## Instrucción de trabajo
Imprime completo el fragmento de origen, sin alterar ningún carácter.

---- Fragmento de origen

Subido y acomodado en el tren Difranco, vi llegar discos que tuvieron un impacto decisivo en mis años universitarios –Little Plastic Castle (1997), Living In Clip (1997), Up Up Up Up Up Up (1998), To The Teeth (1999)–. Los trayectos en transporte público se convirtieron en ceremonias privadas en las que ella me hablaba a través de walkmans de marcas que ya no existen, donde metía las cintas que todavía conservo. Seguí perfeccionando mi escritura a la sombra de su manera de escribir y volví a verla muchas más veces en directo. De aquella época, se me quedó atravesada esta canción que, muchos años después, llegué a tocar en directo:
III.

--------
---- Datos almacenados

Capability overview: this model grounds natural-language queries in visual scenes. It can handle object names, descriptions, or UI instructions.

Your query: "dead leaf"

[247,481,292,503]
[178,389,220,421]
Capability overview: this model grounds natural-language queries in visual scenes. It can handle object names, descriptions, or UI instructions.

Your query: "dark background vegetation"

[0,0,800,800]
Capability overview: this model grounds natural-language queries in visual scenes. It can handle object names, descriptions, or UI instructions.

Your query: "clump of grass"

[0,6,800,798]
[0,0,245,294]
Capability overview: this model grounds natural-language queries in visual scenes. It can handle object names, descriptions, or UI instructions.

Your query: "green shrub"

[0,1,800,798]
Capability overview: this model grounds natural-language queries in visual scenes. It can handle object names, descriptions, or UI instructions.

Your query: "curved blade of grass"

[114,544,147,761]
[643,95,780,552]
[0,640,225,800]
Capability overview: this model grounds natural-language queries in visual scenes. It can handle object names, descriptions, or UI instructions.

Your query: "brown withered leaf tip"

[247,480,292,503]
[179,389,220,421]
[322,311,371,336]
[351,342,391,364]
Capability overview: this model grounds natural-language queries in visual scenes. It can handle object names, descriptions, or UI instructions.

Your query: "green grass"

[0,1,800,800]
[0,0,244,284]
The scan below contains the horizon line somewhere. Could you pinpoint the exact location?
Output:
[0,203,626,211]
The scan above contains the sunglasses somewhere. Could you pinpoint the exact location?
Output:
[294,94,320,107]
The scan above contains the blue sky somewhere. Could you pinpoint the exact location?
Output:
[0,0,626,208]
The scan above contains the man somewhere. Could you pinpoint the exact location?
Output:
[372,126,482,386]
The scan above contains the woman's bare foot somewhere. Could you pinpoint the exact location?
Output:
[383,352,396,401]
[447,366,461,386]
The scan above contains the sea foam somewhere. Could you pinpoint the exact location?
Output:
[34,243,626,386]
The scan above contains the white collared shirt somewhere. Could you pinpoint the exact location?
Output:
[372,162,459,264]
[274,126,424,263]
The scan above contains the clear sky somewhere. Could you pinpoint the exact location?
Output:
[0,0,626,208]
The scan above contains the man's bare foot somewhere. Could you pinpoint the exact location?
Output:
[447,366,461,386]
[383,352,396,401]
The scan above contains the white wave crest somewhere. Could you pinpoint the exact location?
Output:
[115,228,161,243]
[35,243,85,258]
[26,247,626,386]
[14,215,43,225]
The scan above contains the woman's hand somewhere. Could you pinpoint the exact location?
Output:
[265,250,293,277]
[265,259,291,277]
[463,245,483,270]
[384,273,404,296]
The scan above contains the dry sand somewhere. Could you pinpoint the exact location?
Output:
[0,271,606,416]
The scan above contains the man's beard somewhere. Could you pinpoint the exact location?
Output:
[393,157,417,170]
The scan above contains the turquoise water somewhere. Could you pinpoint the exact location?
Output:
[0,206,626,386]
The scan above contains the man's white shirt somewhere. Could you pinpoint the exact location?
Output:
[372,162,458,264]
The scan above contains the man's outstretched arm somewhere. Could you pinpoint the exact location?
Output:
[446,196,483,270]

--------

## Respuesta escrita
Subido y acomodado en el tren Difranco, vi llegar discos que tuvieron un impacto decisivo en mis años universitarios –Little Plastic Castle (1997), Living In Clip (1997), Up Up Up Up Up Up (1998), To The Teeth (1999)–. Los trayectos en transporte público se convirtieron en ceremonias privadas en las que ella me hablaba a través de walkmans de marcas que ya no existen, donde metía las cintas que todavía conservo. Seguí perfeccionando mi escritura a la sombra de su manera de escribir y volví a verla muchas más veces en directo. De aquella época, se me quedó atravesada esta canción que, muchos años después, llegué a tocar en directo:
III.